Description of the task —
Reproduce the following records exactly from the line containing "the white teeth" onward, ending with the last line and including it.

Supplied information —
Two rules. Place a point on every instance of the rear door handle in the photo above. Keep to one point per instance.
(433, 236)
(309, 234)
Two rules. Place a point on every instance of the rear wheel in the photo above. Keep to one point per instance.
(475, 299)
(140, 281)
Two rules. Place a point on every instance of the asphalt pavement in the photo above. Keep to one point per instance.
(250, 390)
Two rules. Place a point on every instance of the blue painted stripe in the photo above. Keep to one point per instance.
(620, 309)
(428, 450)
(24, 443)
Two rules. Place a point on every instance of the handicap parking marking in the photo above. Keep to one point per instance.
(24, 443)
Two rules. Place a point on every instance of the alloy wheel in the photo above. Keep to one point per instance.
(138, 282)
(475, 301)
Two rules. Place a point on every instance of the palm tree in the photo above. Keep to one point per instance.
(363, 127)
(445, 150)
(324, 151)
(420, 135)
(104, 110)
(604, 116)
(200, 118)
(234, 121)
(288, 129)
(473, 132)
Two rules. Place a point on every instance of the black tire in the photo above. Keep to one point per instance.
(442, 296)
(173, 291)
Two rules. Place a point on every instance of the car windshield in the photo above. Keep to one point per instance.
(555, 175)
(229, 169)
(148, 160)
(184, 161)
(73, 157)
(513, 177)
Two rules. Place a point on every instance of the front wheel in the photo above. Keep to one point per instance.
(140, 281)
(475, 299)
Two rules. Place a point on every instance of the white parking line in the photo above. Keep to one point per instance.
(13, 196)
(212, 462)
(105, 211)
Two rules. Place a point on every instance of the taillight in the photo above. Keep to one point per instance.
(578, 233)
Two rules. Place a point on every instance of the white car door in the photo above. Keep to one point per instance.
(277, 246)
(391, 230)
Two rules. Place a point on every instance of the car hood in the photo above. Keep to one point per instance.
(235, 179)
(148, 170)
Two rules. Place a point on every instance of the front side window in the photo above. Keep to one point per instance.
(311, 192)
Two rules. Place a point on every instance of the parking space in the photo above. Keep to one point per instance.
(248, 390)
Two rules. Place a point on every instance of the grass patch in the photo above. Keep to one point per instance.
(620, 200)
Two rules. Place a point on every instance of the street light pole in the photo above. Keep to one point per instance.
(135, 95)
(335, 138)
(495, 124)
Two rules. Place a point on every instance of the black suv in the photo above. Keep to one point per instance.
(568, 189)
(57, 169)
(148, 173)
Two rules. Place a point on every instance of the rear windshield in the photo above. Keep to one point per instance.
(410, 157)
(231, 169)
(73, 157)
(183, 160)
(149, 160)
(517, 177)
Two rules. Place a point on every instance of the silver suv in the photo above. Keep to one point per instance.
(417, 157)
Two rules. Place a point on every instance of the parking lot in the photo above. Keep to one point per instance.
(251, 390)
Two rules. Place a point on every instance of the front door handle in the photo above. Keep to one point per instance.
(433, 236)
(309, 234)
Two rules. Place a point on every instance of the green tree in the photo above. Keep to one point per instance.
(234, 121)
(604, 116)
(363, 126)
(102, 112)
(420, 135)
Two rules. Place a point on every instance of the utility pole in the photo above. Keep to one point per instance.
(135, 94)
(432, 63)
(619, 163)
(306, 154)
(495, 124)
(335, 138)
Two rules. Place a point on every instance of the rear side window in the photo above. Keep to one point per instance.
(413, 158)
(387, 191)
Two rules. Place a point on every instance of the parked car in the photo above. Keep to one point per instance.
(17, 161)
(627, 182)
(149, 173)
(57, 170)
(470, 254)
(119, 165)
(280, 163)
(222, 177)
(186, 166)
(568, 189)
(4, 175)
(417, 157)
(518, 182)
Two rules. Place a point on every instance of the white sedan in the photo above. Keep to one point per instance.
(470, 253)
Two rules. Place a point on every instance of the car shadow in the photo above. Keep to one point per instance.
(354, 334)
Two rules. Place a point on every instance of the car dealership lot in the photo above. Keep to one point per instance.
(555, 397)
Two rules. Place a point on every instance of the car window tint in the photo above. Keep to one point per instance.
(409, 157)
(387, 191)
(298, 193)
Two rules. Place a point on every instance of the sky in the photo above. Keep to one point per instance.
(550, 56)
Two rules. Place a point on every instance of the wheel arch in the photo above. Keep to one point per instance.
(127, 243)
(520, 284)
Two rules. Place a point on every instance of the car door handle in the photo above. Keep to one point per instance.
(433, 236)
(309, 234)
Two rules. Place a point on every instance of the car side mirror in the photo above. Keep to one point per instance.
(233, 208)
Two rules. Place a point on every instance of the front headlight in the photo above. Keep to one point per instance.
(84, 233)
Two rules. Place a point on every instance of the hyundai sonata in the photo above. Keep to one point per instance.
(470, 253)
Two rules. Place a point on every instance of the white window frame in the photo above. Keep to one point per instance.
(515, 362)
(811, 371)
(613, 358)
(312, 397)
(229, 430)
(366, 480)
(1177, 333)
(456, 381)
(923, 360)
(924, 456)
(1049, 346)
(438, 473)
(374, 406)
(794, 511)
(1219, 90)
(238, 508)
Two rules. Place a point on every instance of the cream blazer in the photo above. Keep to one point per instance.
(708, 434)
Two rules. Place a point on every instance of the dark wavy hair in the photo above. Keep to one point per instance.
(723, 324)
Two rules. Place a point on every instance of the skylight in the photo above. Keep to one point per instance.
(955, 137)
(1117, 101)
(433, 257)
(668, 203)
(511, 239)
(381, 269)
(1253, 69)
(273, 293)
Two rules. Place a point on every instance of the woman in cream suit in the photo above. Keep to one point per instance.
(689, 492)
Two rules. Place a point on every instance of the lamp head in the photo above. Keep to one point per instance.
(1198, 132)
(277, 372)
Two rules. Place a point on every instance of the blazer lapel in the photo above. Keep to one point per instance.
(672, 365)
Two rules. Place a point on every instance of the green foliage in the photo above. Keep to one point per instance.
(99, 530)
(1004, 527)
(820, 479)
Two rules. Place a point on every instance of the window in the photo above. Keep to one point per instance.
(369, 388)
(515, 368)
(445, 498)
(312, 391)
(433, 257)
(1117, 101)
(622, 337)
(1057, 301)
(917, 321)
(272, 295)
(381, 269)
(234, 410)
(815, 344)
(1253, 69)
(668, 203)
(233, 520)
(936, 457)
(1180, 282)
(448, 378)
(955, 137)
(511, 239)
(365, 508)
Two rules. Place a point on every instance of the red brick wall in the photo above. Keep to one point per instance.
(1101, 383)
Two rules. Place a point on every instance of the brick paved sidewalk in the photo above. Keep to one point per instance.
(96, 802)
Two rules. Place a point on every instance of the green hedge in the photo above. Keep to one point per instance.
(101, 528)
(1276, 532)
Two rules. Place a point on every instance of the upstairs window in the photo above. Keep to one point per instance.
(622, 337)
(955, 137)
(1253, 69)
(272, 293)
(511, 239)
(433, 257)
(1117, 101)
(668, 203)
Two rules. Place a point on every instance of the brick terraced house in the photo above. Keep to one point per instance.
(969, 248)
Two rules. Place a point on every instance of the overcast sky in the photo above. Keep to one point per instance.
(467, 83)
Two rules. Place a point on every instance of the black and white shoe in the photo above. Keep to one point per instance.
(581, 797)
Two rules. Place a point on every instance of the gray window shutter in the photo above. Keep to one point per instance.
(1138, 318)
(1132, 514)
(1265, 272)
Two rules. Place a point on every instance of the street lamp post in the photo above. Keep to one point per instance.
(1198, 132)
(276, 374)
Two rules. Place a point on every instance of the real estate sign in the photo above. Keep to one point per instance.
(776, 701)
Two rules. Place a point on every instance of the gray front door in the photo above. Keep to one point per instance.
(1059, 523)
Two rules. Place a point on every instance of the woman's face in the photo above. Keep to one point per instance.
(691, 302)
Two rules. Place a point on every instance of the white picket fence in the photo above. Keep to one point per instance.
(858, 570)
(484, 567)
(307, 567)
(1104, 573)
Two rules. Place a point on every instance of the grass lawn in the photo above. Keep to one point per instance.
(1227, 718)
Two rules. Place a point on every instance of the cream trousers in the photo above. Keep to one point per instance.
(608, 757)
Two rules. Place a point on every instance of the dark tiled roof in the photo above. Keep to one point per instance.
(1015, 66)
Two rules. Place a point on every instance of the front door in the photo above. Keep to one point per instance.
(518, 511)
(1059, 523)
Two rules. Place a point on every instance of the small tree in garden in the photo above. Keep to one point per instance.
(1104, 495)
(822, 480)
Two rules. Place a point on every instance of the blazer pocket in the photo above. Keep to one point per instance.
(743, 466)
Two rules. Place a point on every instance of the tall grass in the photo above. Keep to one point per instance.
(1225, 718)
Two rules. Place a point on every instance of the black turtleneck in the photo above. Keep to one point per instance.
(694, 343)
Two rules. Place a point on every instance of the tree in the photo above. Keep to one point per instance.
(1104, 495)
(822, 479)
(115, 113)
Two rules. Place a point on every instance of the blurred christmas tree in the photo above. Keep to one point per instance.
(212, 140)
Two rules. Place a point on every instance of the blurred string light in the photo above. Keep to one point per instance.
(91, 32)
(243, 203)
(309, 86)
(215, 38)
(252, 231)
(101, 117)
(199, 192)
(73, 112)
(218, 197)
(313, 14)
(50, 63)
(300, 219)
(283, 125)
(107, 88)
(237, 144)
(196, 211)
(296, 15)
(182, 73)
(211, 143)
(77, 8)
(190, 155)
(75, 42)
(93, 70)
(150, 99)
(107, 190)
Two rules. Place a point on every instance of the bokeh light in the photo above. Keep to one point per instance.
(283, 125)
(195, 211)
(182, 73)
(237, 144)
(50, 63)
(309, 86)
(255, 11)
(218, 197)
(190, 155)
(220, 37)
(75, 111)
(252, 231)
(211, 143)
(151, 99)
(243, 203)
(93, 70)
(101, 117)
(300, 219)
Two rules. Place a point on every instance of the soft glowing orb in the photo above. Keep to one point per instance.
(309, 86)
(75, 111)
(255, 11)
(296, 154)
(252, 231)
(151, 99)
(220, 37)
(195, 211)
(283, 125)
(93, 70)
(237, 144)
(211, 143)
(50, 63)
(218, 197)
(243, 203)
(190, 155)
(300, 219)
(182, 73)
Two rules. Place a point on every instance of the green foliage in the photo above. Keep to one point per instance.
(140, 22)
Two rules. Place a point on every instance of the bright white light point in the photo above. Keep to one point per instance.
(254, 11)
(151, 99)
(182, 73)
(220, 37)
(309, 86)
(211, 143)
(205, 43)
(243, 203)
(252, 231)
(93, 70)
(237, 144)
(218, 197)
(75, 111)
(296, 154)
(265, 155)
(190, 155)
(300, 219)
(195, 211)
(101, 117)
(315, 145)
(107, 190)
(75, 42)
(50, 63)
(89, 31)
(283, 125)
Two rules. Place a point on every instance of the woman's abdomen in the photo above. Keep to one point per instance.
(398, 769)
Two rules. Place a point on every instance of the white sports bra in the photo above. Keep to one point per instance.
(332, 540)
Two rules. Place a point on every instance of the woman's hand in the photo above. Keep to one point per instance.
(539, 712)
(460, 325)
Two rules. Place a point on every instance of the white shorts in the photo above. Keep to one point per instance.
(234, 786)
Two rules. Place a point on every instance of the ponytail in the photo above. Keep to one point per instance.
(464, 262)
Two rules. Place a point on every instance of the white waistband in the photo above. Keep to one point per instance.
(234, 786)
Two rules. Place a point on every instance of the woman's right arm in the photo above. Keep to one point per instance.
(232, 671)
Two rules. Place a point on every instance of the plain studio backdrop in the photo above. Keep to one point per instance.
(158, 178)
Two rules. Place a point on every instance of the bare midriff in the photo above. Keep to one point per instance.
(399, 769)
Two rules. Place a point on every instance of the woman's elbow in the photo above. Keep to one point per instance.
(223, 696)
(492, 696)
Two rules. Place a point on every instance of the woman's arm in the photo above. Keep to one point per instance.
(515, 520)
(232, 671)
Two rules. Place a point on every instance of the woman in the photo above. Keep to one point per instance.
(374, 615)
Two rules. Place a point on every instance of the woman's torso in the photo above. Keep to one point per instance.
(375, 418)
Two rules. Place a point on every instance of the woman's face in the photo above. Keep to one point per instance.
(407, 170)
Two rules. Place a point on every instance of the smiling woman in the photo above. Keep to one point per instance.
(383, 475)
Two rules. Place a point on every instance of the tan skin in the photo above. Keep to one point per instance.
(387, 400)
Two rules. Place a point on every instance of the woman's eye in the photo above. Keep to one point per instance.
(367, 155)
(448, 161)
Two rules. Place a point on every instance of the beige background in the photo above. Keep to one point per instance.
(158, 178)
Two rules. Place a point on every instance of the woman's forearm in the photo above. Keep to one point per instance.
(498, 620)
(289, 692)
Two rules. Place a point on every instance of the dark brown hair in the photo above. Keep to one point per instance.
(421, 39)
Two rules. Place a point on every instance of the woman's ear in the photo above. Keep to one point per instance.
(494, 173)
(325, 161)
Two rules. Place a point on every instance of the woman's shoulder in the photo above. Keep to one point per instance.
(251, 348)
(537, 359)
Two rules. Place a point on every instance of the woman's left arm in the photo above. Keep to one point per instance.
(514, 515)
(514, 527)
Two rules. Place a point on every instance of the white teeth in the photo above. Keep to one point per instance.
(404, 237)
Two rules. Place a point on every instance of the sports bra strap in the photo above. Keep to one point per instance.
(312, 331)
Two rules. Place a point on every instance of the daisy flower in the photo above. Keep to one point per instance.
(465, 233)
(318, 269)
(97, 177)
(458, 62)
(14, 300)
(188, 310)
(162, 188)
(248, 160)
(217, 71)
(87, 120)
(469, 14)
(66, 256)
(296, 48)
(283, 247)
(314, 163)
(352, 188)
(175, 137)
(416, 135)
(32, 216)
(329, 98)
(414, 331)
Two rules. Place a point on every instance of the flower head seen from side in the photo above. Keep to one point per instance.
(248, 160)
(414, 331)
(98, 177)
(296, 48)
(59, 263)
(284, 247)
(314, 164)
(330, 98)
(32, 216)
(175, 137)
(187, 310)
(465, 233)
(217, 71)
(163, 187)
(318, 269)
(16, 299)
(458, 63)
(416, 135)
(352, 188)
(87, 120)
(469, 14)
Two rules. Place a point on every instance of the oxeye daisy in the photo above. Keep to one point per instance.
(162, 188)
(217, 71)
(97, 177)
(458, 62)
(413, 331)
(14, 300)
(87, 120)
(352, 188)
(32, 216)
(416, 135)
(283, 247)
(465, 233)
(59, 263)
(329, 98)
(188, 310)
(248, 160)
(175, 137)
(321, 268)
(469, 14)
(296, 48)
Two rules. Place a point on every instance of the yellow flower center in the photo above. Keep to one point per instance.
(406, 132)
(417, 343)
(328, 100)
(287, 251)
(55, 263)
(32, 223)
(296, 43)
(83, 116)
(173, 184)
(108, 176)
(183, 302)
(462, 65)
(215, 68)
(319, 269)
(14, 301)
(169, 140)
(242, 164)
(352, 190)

Solution —
Two rules. Place a point on every instance of the white teeth in the photo above. Keep to one point per instance.
(404, 237)
Two rules. Place a point on every instance of the sports bra strap in the photo above. Keep to one point per instance.
(312, 331)
Two rules. Place a point on every instance of the daisy flower in the photo above. Keep to one point per instance.
(465, 233)
(318, 269)
(97, 177)
(458, 62)
(14, 300)
(188, 310)
(162, 188)
(248, 160)
(217, 71)
(87, 120)
(469, 14)
(66, 256)
(296, 48)
(283, 247)
(314, 163)
(352, 188)
(175, 137)
(416, 135)
(32, 216)
(329, 98)
(414, 331)
Two rules. Place a point on every instance of the flower head seen from side in the photo above. Keep to one point per instance.
(248, 160)
(414, 331)
(98, 177)
(296, 48)
(59, 263)
(284, 247)
(314, 164)
(330, 98)
(32, 216)
(175, 137)
(187, 310)
(465, 233)
(217, 71)
(163, 187)
(318, 269)
(16, 299)
(458, 63)
(416, 135)
(352, 188)
(87, 120)
(469, 14)
Two rules. Place a point on every instance of the oxeye daisy in the photo above. Keep to one point per instance.
(162, 188)
(217, 71)
(97, 177)
(458, 62)
(413, 331)
(14, 300)
(87, 120)
(352, 188)
(32, 216)
(416, 135)
(283, 247)
(465, 233)
(59, 263)
(329, 98)
(188, 310)
(248, 160)
(175, 137)
(321, 268)
(469, 14)
(296, 48)
Two rules. Place a point on every instance of the yellow flower center in the photo above. Keep to one point per instance.
(406, 132)
(417, 343)
(328, 100)
(287, 251)
(55, 263)
(32, 223)
(296, 43)
(83, 116)
(173, 184)
(108, 176)
(183, 302)
(462, 65)
(215, 68)
(319, 269)
(14, 301)
(169, 140)
(242, 164)
(352, 190)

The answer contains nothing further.